[PASSAGE TO READ]

Some questions on copyrighted material

Ah, see. That’s where I went wrong. I thought the point of good communication is that the point & purpose is immediately and easily comprehensible. But, I’m probably not the one to talk so :person_shrugging:

Where did you find this information? I mean if you really want to nitpick, sure. However other sources (like Wikipedia and Merriam-Webster Dictionary) say that it’s perfectly applicable:

In vernacular English,[27][28][29][30] begging the question (or equivalent rephrasing thereof) often occurs in place of “raises the question”, “invites the question”, “suggests the question”, “leaves unanswered the question” etc… Such preface is then followed with the question, as in:[31][32]
Begging the question - Wikipedia

Begging the question means “to elicit a specific question as a reaction or response,” and can often be replaced with “a question that begs to be answered.” However, a lesser used and more formal definition is “to ignore a question under the assumption it has already been answered.” The phrase itself comes from a translation of an Aristotelian phrase rendered as “beg the question” but meaning “assume the conclusion.”
Beg (Begging) the Question: What Does it Mean? | Merriam-Webster

Which begs the question. Are you native english?

[/PASSAGE TO READ]
[EXTRACTED MATERIAL]

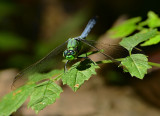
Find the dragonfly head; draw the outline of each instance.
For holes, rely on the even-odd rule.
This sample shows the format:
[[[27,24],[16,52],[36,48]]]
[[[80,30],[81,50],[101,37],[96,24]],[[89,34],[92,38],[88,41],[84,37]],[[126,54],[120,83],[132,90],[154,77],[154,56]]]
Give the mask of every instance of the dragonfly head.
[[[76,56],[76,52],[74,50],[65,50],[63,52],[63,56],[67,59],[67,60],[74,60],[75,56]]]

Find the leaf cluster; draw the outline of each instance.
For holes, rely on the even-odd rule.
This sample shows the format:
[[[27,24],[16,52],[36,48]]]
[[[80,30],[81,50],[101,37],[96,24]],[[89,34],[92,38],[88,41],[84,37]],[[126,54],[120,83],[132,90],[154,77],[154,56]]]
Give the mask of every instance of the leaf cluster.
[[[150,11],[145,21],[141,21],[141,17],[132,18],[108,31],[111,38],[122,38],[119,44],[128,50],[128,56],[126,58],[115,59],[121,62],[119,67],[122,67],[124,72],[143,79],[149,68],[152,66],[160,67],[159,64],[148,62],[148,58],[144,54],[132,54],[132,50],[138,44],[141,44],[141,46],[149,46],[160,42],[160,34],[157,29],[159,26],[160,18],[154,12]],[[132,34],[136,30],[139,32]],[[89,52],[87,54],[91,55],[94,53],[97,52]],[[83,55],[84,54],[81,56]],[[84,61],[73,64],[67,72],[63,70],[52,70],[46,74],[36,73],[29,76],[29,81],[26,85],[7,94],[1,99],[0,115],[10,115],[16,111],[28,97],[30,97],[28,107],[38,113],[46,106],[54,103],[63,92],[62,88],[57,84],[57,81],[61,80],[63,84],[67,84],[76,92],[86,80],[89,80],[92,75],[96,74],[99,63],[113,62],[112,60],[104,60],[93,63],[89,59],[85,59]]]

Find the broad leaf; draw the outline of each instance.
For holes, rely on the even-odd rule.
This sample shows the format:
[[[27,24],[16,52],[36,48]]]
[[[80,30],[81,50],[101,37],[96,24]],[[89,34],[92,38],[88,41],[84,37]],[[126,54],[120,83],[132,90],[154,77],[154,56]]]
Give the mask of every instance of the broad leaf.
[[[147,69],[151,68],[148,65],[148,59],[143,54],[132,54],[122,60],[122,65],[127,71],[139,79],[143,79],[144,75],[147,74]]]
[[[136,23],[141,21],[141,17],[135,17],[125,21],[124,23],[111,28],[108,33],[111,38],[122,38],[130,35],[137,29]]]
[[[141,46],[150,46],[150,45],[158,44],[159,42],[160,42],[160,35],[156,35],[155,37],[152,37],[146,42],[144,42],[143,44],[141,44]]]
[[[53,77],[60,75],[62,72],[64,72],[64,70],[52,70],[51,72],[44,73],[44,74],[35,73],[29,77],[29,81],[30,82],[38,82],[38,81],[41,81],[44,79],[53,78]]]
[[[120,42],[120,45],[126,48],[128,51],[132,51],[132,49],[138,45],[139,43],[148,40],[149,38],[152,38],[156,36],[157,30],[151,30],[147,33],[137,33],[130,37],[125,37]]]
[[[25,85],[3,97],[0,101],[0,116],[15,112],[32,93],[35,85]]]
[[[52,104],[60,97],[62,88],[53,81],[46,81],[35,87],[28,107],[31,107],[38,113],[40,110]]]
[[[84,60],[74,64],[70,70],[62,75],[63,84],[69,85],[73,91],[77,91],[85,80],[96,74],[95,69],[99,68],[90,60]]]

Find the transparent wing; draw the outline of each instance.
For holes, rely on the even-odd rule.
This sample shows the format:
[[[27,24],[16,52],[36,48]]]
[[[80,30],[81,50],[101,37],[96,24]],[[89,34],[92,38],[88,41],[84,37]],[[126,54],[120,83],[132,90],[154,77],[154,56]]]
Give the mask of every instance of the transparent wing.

[/EXTRACTED MATERIAL]
[EXTRACTED MATERIAL]

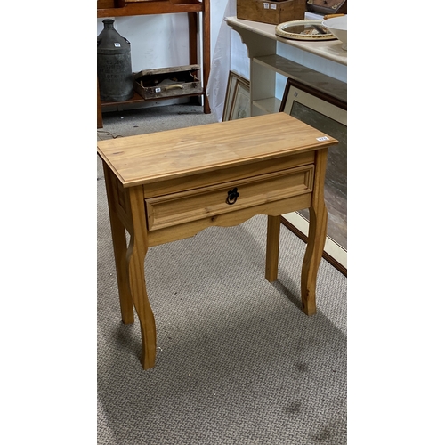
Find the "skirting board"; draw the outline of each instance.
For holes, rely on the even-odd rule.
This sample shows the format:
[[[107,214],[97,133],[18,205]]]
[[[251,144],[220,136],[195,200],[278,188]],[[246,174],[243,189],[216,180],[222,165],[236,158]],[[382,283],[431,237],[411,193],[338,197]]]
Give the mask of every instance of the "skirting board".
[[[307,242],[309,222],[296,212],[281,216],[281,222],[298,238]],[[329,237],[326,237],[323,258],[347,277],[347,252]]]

[/EXTRACTED MATERIAL]

__EXERCISE REQUIREMENTS__:
(a) From the forum thread, give again the passage between "In vernacular English,[27][28][29][30]" and "you native english?", inclusive.
(b) Answer these from the forum thread:
(i) What did the poster think the point of good communication is?
(ii) Which two sources does the poster name as saying the usage is perfectly applicable?
(iii) According to the Merriam-Webster excerpt, what does the phrase itself come from?

__ANSWERS BY TASK__:
(a)
In vernacular English,[27][28][29][30] begging the question (or equivalent rephrasing thereof) often occurs in place of “raises the question”, “invites the question”, “suggests the question”, “leaves unanswered the question” etc… Such preface is then followed with the question, as in:[31][32]
Begging the question - Wikipedia

Begging the question means “to elicit a specific question as a reaction or response,” and can often be replaced with “a question that begs to be answered.” However, a lesser used and more formal definition is “to ignore a question under the assumption it has already been answered.” The phrase itself comes from a translation of an Aristotelian phrase rendered as “beg the question” but meaning “assume the conclusion.”
Beg (Begging) the Question: What Does it Mean? | Merriam-Webster

Which begs the question. Are you native english?

(b)
(i) That the point and purpose is immediately and easily comprehensible.
(ii) Wikipedia and Merriam-Webster Dictionary.
(iii) A translation of an Aristotelian phrase rendered as "beg the question" but meaning "assume the conclusion."